Performance Marketing 2.0: The Metrics That Actually Matter

CTR, CPC, and likes are no longer indicators of success.
In 2025, digital marketing has entered a new era where results - not traffic - define effectiveness.

We now live in the era of Performance 2.0, where businesses move beyond click reports to measuring real profit, return on investment, and customer value.

In this article, we’ll explore which metrics truly matter, why many companies still misinterpret them - and which tools you should implement today.
What’s Changed in Performance Marketing
  • Before:
    “The goal was to get more clicks and cheaper leads.”
  • Now:
    “The goal is to turn leads into profit - and bring them back again.”
  • The old performance model focused on surface-level metrics: CTR, CPC, CPM.
    But those numbers don’t reveal what happens after the click.

    Now it’s crucial to track the entire funnel - from first touch to repeat purchase.
The Metrics That Really Matter in 2025
  • 1. ROMI (Return on Marketing Investment)
    How much profit you generate per euro invested.

    Example:
    If you spend €10,000 and earn €35,000, your ROMI = 250%.
    This is the primary KPI for executives and business owners.
  • 2. CAC (Customer Acquisition Cost)
    The average cost to acquire one paying customer.

    It’s vital to include all channels - not just paid ads, but also content, SEO, and email.

    If your CAC is higher than your average order value - your business is losing money, regardless of CTR.
  • 3. LTV (Lifetime Value)
    How much revenue one customer brings over their full lifecycle.

    In 2026, LTV is the growth lever.
    You can’t always reduce CAC - but increasing LTV through upsells, subscriptions, and loyalty programs multiplies profits.

    Example:
    If LTV = €900 and CAC = €300, your ROI per customer is 3x.

* _Listed entries_:
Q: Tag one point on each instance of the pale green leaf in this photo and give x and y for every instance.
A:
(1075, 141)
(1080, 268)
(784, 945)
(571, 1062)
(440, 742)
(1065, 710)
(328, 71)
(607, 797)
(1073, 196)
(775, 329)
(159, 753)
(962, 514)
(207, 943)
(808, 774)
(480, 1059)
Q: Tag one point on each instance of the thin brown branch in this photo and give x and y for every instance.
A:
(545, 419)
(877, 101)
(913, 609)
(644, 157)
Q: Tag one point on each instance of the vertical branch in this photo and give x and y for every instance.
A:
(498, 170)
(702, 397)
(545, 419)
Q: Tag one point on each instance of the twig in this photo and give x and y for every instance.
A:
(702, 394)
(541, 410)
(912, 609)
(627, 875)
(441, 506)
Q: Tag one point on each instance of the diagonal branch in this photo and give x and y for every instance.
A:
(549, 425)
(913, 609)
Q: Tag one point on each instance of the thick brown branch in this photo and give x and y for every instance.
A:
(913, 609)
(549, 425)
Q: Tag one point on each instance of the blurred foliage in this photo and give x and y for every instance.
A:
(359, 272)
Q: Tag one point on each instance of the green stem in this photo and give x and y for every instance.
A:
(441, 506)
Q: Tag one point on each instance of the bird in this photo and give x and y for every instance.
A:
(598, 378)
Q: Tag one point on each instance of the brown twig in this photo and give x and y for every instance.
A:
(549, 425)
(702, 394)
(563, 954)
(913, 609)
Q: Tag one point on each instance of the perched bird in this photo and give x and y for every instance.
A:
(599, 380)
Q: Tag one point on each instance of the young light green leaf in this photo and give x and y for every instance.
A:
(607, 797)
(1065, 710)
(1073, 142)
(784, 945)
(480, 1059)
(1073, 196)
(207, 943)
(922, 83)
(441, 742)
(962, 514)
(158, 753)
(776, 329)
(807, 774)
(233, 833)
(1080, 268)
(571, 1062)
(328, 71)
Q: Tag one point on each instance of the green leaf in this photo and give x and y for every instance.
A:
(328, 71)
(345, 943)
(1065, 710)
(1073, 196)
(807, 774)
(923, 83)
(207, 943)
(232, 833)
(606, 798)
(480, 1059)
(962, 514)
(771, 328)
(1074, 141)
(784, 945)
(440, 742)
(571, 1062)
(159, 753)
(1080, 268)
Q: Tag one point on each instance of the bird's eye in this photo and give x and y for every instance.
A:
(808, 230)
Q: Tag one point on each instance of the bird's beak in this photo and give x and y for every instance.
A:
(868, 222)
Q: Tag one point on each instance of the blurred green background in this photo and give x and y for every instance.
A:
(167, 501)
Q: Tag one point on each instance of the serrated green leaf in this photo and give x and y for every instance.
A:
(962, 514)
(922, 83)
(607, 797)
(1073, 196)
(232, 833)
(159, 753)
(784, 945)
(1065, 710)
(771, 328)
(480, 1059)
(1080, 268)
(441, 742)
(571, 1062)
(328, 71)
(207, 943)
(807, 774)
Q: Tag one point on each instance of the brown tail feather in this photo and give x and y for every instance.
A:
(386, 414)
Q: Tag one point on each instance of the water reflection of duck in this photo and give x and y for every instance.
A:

* _Challenge_:
Answer these questions about the performance marketing article:
(a) Which three surface-level metrics did the old performance model focus on?
(b) What does the abbreviation CAC stand for?
(c) By what three means can LTV be increased, according to the article?
Rely only on the performance marketing article.

* _Solution to this task_:
(a) CTR, CPC, and CPM
(b) Customer Acquisition Cost
(c) Upsells, subscriptions, and loyalty programs